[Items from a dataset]
────────
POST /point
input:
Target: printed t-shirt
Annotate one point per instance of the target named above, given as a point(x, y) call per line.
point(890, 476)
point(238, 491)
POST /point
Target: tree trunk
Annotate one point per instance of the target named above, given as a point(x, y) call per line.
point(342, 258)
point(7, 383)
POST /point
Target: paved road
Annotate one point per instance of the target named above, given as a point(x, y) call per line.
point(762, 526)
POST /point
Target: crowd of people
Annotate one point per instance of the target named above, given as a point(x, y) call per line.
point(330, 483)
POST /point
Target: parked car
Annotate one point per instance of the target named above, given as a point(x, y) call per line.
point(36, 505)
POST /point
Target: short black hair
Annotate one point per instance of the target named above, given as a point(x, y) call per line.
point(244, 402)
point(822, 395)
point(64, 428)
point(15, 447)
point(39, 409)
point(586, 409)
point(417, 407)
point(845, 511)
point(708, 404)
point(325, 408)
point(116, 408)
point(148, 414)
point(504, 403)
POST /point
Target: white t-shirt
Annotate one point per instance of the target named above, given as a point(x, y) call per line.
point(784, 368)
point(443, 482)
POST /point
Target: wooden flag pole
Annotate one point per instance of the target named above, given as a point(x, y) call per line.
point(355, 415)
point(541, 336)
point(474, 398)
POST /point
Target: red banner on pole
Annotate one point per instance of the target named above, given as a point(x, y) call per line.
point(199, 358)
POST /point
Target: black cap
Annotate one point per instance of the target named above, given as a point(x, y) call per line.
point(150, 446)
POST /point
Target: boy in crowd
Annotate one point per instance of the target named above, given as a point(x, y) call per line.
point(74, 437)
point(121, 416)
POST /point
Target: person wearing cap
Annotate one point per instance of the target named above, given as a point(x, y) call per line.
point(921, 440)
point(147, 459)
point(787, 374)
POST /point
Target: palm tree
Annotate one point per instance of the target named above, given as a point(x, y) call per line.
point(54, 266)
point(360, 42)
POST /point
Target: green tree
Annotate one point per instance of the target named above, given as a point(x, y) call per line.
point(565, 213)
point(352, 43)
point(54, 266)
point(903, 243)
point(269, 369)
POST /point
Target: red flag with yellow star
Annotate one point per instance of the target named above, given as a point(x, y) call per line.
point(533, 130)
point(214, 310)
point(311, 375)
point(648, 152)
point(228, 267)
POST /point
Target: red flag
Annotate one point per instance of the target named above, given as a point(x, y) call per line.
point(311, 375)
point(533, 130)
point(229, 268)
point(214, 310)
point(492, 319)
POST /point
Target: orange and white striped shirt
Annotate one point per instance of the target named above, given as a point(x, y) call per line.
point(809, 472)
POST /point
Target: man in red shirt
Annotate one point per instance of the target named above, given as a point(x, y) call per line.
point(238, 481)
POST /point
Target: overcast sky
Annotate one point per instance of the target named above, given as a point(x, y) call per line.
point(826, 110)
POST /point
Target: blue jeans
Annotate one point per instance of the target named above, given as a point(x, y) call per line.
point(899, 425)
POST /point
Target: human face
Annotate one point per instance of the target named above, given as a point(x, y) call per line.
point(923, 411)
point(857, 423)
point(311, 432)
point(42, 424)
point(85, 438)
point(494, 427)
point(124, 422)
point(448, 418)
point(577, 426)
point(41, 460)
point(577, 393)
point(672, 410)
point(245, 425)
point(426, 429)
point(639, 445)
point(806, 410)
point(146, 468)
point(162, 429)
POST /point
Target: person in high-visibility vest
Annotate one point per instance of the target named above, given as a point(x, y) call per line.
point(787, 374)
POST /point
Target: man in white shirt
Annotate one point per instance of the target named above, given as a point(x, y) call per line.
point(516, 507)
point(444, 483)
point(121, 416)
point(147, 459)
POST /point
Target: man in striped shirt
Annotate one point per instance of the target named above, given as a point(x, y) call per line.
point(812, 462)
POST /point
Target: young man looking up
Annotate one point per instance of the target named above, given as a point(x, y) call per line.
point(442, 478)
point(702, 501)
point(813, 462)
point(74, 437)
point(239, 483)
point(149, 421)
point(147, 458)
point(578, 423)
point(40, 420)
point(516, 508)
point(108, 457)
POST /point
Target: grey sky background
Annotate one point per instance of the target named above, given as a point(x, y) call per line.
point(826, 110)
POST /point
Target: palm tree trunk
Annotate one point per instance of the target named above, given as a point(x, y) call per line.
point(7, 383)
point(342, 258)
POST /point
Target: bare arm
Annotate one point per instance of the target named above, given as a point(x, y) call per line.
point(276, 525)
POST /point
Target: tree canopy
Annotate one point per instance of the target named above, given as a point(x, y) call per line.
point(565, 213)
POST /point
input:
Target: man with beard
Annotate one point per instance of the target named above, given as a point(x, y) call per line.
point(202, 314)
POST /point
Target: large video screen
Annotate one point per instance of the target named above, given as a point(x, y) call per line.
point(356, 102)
────────
Copy out the whole listing exactly.

POST /point
input:
Target: printed t-shirt
Annotate one point per instance of the target named above, given as a point(x, y) call per line.
point(890, 476)
point(238, 491)
POST /point
Target: tree trunk
Annotate one point per instance of the target named above, given as a point(x, y) call per line.
point(342, 258)
point(7, 383)
POST /point
Target: paved road
Annotate one point per instance of the target named above, given as a point(x, y) call per line.
point(762, 526)
POST /point
Target: crowd of people
Annotate one point per instance of the target named above, given as a point(x, y) call per line.
point(330, 483)
POST /point
Target: parked car
Annotate one point per instance of the target named above, given as a point(x, y) call per line.
point(36, 505)
POST /point
Target: short black hair
Annotate one point per instance of the target named above, given as a point(x, y) call per line.
point(244, 402)
point(822, 395)
point(64, 428)
point(15, 447)
point(39, 409)
point(586, 409)
point(417, 407)
point(845, 511)
point(708, 404)
point(325, 408)
point(116, 408)
point(148, 414)
point(504, 403)
POST /point
Target: white t-shirt
Annotate one point per instance of the target named above, given as a point(x, y) call per line.
point(784, 368)
point(443, 482)
POST /point
Target: wooden flag pole
Annotate one point per instance of the target named above, given as a point(x, y) call per line.
point(355, 415)
point(541, 336)
point(474, 398)
POST /point
Target: red banner on pole
Annotate one point per instance of the target named above, given as a point(x, y) call per line.
point(199, 358)
POST /point
Target: black cap
Annotate one point per instance of the target named above, given as a point(x, y) call per line.
point(150, 446)
POST /point
Target: boy in crowd
Annotate one point per instance of the target named above, given as a point(x, y) call per line.
point(74, 437)
point(121, 416)
POST /point
Target: person wearing cap
Annotate one point per instance of the target named above, given as a point(x, y) call per line.
point(921, 440)
point(147, 459)
point(787, 374)
POST /point
Target: palm tree
Annotate one point per instance of the target named above, given as a point(x, y) call per line.
point(54, 266)
point(360, 42)
POST /point
Target: green tree
Annotate one point per instance of the target named above, given as a point(x, y) call per line.
point(565, 213)
point(352, 43)
point(54, 266)
point(903, 243)
point(269, 369)
POST /point
Target: red flag with yellow star
Annotate one point per instance of the target named above, given as a point(x, y) call per line.
point(533, 130)
point(214, 310)
point(311, 375)
point(648, 152)
point(228, 267)
POST /point
Target: red flag
Annotate one point per instance of the target named above, given as a point(x, y) call per line.
point(311, 375)
point(533, 130)
point(229, 268)
point(214, 310)
point(492, 319)
POST /point
Target: orange and white striped shirt
Annotate one point per instance of the target named above, given as a point(x, y) call per line.
point(809, 472)
POST /point
Target: man in red shirt
Annotate one point per instance of the target named above, given as a point(x, y) call per line.
point(238, 481)
POST /point
Target: overcast sky
Annotate one point per instance of the target named above, given as a point(x, y) call per line.
point(826, 110)
POST /point
Target: blue jeans
Annotate one point per instance of the target named above, given as a point(x, y) call per line.
point(899, 425)
POST /point
Target: human face
Annotate one point per instance of the target named above, given as a point(x, y) call per line.
point(923, 411)
point(857, 423)
point(311, 432)
point(42, 424)
point(85, 438)
point(494, 427)
point(124, 422)
point(448, 418)
point(577, 426)
point(41, 460)
point(577, 393)
point(672, 410)
point(245, 425)
point(426, 429)
point(639, 445)
point(806, 410)
point(146, 468)
point(162, 429)
POST /point
Target: person in high-visibility vest
Annotate one point per instance of the target named above, given as a point(x, y) call per line.
point(787, 374)
POST /point
Target: man in white shirt
Annotate one point per instance of the target named above, given as a point(x, y) call per line.
point(516, 507)
point(444, 483)
point(121, 416)
point(147, 459)
POST /point
Target: man in striped shirt
Annotate one point per instance of the target named above, given as a point(x, y) call per line.
point(812, 462)
POST /point
Target: young man looking up
Annotate one point per instance of the target named above, given as a point(x, y) call per line.
point(442, 478)
point(702, 501)
point(813, 462)
point(74, 437)
point(239, 483)
point(149, 421)
point(147, 458)
point(578, 423)
point(40, 420)
point(516, 508)
point(108, 457)
POST /point
Target: grey sky background
Annotate one point per instance of the target named above, given as a point(x, y) call per line.
point(826, 110)
POST /point
Target: palm tree trunk
Annotate one point per instance of the target named above, given as a point(x, y) call per line.
point(7, 383)
point(342, 258)
POST /point
Target: bare arm
Annotate one point per instance of the target named above, given as a point(x, y) call per line.
point(276, 525)
POST /point
Target: tree canopy
Annotate one point per instance of the target named above, given as a point(x, y) call per line.
point(565, 213)
POST /point
input:
Target: man with beard
Annotate one point per instance of the target named above, given as a point(x, y) call per line.
point(202, 314)
POST /point
Target: large video screen
Annotate one point per instance of the target named above, given as a point(x, y) call per line.
point(356, 102)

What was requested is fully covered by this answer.